DATA: Begin
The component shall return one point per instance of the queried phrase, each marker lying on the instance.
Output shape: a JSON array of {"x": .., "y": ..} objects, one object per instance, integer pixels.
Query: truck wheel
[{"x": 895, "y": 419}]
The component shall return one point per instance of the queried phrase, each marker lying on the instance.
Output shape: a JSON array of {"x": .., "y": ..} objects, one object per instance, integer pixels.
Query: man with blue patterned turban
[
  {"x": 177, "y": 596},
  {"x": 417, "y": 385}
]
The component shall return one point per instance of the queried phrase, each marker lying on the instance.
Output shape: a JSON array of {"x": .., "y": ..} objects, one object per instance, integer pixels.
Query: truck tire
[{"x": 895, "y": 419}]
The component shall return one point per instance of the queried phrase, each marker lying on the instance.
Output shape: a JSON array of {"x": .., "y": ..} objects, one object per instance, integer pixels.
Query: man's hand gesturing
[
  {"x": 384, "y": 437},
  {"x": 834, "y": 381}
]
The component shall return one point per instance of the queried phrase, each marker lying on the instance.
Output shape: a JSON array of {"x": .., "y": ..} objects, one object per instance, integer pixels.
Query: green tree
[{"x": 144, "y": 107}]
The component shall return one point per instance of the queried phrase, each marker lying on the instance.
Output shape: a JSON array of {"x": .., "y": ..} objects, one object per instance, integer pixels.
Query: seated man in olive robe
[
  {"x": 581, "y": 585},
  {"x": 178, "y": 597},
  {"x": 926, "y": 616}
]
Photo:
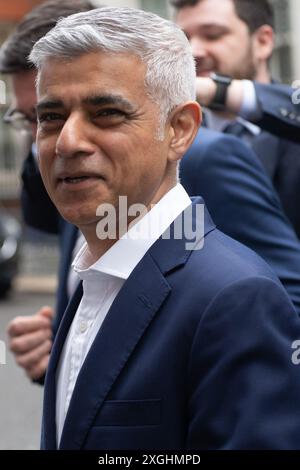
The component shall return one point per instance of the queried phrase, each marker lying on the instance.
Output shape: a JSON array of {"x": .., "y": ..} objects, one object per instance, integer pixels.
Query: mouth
[
  {"x": 78, "y": 181},
  {"x": 74, "y": 180}
]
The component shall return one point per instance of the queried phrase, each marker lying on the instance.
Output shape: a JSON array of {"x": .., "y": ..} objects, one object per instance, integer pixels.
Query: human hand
[{"x": 31, "y": 341}]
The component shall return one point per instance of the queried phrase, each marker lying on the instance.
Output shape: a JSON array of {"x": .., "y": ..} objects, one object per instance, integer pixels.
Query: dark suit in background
[
  {"x": 280, "y": 157},
  {"x": 243, "y": 203}
]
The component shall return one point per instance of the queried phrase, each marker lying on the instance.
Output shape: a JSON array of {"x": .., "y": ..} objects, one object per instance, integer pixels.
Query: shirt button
[{"x": 83, "y": 326}]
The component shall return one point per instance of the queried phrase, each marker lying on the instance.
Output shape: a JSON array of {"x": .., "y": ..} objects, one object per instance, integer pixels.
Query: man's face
[
  {"x": 220, "y": 41},
  {"x": 96, "y": 135},
  {"x": 24, "y": 97}
]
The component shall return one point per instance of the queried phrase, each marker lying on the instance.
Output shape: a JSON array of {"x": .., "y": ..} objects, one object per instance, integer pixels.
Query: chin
[{"x": 78, "y": 216}]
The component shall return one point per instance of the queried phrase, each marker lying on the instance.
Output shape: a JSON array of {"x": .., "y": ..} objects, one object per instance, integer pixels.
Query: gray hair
[{"x": 170, "y": 78}]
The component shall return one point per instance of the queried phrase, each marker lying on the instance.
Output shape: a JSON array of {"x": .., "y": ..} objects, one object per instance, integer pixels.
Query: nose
[
  {"x": 198, "y": 49},
  {"x": 73, "y": 139}
]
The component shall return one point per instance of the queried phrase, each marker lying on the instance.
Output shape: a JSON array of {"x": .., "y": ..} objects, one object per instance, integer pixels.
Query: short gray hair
[{"x": 170, "y": 78}]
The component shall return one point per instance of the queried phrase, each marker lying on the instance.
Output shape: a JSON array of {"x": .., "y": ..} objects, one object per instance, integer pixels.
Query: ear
[
  {"x": 263, "y": 43},
  {"x": 185, "y": 121}
]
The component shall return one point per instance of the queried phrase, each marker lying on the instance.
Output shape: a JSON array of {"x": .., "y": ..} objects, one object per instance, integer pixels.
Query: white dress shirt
[{"x": 101, "y": 283}]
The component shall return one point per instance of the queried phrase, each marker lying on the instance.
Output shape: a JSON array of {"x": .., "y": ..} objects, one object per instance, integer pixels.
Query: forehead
[
  {"x": 97, "y": 72},
  {"x": 208, "y": 12}
]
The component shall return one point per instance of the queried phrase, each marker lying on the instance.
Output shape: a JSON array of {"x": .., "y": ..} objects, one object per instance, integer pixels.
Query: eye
[
  {"x": 110, "y": 112},
  {"x": 49, "y": 117}
]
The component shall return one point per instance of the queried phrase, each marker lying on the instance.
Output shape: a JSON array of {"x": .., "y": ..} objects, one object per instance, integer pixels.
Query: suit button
[
  {"x": 83, "y": 326},
  {"x": 284, "y": 112}
]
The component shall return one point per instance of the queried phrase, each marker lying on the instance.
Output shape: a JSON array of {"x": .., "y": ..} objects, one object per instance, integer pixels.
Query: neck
[
  {"x": 263, "y": 74},
  {"x": 118, "y": 225}
]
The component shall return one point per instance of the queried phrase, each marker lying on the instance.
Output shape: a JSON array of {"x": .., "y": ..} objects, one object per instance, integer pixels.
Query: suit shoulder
[{"x": 224, "y": 261}]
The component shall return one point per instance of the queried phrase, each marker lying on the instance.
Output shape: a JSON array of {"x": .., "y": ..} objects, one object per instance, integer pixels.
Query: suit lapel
[{"x": 128, "y": 318}]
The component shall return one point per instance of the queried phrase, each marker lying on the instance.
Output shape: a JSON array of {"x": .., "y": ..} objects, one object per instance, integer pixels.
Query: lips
[
  {"x": 75, "y": 180},
  {"x": 78, "y": 177}
]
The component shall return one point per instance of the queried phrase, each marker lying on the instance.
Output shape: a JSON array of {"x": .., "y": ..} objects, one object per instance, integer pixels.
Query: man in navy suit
[
  {"x": 236, "y": 38},
  {"x": 223, "y": 158},
  {"x": 171, "y": 341}
]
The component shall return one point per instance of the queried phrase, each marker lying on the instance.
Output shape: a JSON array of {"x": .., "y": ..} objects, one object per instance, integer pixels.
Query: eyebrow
[{"x": 94, "y": 100}]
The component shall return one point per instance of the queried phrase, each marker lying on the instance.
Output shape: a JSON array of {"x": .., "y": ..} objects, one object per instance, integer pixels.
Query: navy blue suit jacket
[
  {"x": 243, "y": 203},
  {"x": 195, "y": 353},
  {"x": 239, "y": 196}
]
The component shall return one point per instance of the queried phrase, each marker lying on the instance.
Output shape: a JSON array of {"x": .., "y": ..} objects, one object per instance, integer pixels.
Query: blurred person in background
[{"x": 234, "y": 39}]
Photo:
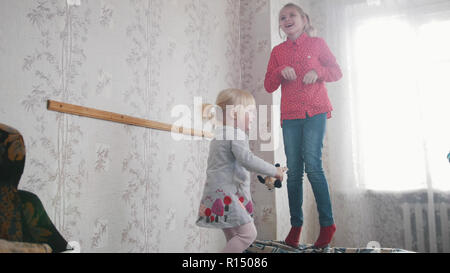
DATA: End
ACTIVITY:
Please give every line above again word for word, apart from the pictures.

WRITTEN ANSWER:
The component shall return one point per instance of the queried phrase, each marker lying on the instance.
Output shape: a JSON array of {"x": .., "y": ..} objects, one object per instance, integer pixels.
Query: truck wheel
[{"x": 895, "y": 419}]
The component shall return one point per instance of the queried phrase, each marker lying on the instance.
Output shape: a JSON array of {"x": .., "y": ..} objects, one object per instance, integer pixels.
Query: man with blue patterned turban
[
  {"x": 177, "y": 596},
  {"x": 417, "y": 385}
]
The component shall return one point per instance of the queried phrase, each marker lying on the instance.
Output shape: a JSON array of {"x": .., "y": ..} objects, one object per instance, integer pixels.
Query: truck tire
[{"x": 895, "y": 419}]
The component shall return one point per instance of the queried phrase, each marker lying on the instance.
Output shape: a JSON array of {"x": .., "y": ..} objects, one object per instance, integer pixels.
Query: man's hand gesturing
[
  {"x": 384, "y": 437},
  {"x": 834, "y": 381}
]
The component shall return one point per instance of the queried phrase, each marker lying on the instance.
Output shape: a JSON array of {"x": .., "y": ..} objects, one object per instance, integer pixels.
Query: green tree
[{"x": 144, "y": 107}]
The component shall return one point per instance of the queried phrase, each marker lying on the instance.
Output shape: a JSON array of {"x": .., "y": ..} objects, one object per instance, integer pixels.
Query: seated man in olive robe
[
  {"x": 581, "y": 585},
  {"x": 178, "y": 597},
  {"x": 926, "y": 616}
]
Photo:
The component shall return one point per instance of the queried phrase, each marker lying on the instance.
Output shape: a JSON array of {"x": .., "y": ..} objects, one object per instance, integer pixels.
Query: mouth
[
  {"x": 78, "y": 181},
  {"x": 74, "y": 180}
]
The component shall return one point per instance of the queried phrase, each marker lying on the instance.
Output shape: a JSON array of {"x": .., "y": ..} objects, one object per instance, integer pixels.
Query: human hand
[{"x": 31, "y": 341}]
The component shall return one point per instance of the queried phrase, each marker lying on the instance.
Output shape: a JSON array of {"x": .., "y": ..} objects, one object per instance, integer pixels.
Query: dark suit in background
[
  {"x": 280, "y": 157},
  {"x": 243, "y": 203}
]
The component shall return one point per instance of the queried phrase, each marker lying on the instance.
Output shape: a JSON array of {"x": .., "y": ..} objects, one object per instance, integer pixels.
Query: shirt button
[{"x": 83, "y": 326}]
The component shall return one point per instance of the queried phrase, each marker lying on the instance.
Output shape: a JSON array of {"x": .., "y": ..} objects, one object per instance, integer pixels.
Query: man's face
[
  {"x": 220, "y": 41},
  {"x": 96, "y": 135},
  {"x": 24, "y": 97}
]
The component shall return one point per instance of the queried phrase, each marker lying on the instance.
Output shape: a JSON array of {"x": .., "y": ..} objects, one object per instance, integer pixels.
Query: chin
[{"x": 78, "y": 216}]
The component shall return one point per instance of the queried phrase, each marker lying on the instance.
Output shape: a JSON array of {"x": .., "y": ..} objects, one object per instance, integer pixels.
Query: gray hair
[{"x": 170, "y": 78}]
The component shall return one point per instance of the queried phrase, each marker lying on the instance.
Output shape: a JSON array of {"x": .., "y": ..} objects, one object per instance, integer pixels.
Query: nose
[
  {"x": 198, "y": 49},
  {"x": 73, "y": 139}
]
The component shall return one point per instance of the queried phrase, each marker lying on the instance.
Output shape: a JSON array of {"x": .., "y": ..} objects, one object per instance, integer pixels.
Query: short gray hair
[{"x": 170, "y": 78}]
The component shall return one point per instance of the queried phrase, each marker lying on the instance.
Output shape: a JSON array of {"x": .., "y": ..} objects, one object per instance, integer pixels.
Query: ear
[
  {"x": 263, "y": 43},
  {"x": 185, "y": 121}
]
The component shall return one point per instance of the queried phrase, each marker lying on the instance.
Output shape: a JSON array of {"x": .., "y": ..} objects, one object per instance, integer pixels.
Query: white dress shirt
[{"x": 101, "y": 283}]
The component shall return one point per instance of the queried phrase, each marker lying on the instance.
Output shape: a JSON array of {"x": .., "y": ..} objects, one object per instance, integer pixels.
Query: forehead
[
  {"x": 97, "y": 72},
  {"x": 208, "y": 12}
]
The component shall return one point per instance of the queried phrase, each marker lying on the instance.
Output shape: a JSON array of {"x": .., "y": ..} objects, one object per instance, integer pixels.
Query: eye
[
  {"x": 110, "y": 112},
  {"x": 49, "y": 117}
]
The component shall return one point per instance of the queried phrase, each marker lying on the instance.
Output shape: a JSON array of {"x": .., "y": ..} objects, one object per instance, integer pixels.
Query: suit button
[
  {"x": 83, "y": 326},
  {"x": 284, "y": 112}
]
The component shall return one point per instance of the queried phrase, each marker lying on the instance.
Output shape: a JSON array of {"x": .., "y": ..} objects, one object per instance, integer pixels.
Query: neck
[
  {"x": 263, "y": 74},
  {"x": 118, "y": 225}
]
The component shall return one point per instance of the queried phrase, each marker lying on the instance.
Output shape: a JSON array of {"x": .., "y": ..} objects, one object per instance, integer pixels.
Query: suit shoulder
[{"x": 224, "y": 261}]
The component shall return one point per instance of the queried phrase, each marker lying on the instance.
Output shape: a JSON array of {"x": .., "y": ..} objects, one object per instance, integer pixels.
Query: suit lapel
[{"x": 128, "y": 318}]
The component shall return one point per instance of the queried phrase, each marker lying on the instance.
Output shape: a JSON array of {"x": .., "y": ..} objects, one object per instance, integer pixels.
Query: lips
[
  {"x": 75, "y": 180},
  {"x": 78, "y": 177}
]
The component shall return one point per instance of the queried phrase, each marker lying on the instance.
Output shape: a JSON array of {"x": .., "y": ..} objects, one object per instance, integer pixels.
Query: man in navy suit
[
  {"x": 236, "y": 38},
  {"x": 223, "y": 158},
  {"x": 171, "y": 341}
]
The component shall return one point per instance of the queried phrase, each marker lying on the instance.
Output shape: a JSON array of {"x": .., "y": ..} objects, one object per instance, integer pixels.
Query: eyebrow
[{"x": 94, "y": 100}]
The component shall return one point per instance of the queried phrase, each marker lying on the instance.
Output shape: a JSON array of {"x": .., "y": ..} objects, one object per instance, integer pixels.
Query: navy blue suit jacket
[
  {"x": 243, "y": 203},
  {"x": 195, "y": 353},
  {"x": 239, "y": 196}
]
The component shall return one point per instance of the queried phrase, each marker lying on the instance.
Output shape: a JSON array of {"x": .., "y": ..} objects, one object per instance, integer pixels.
Query: blurred person in background
[{"x": 234, "y": 39}]
Photo:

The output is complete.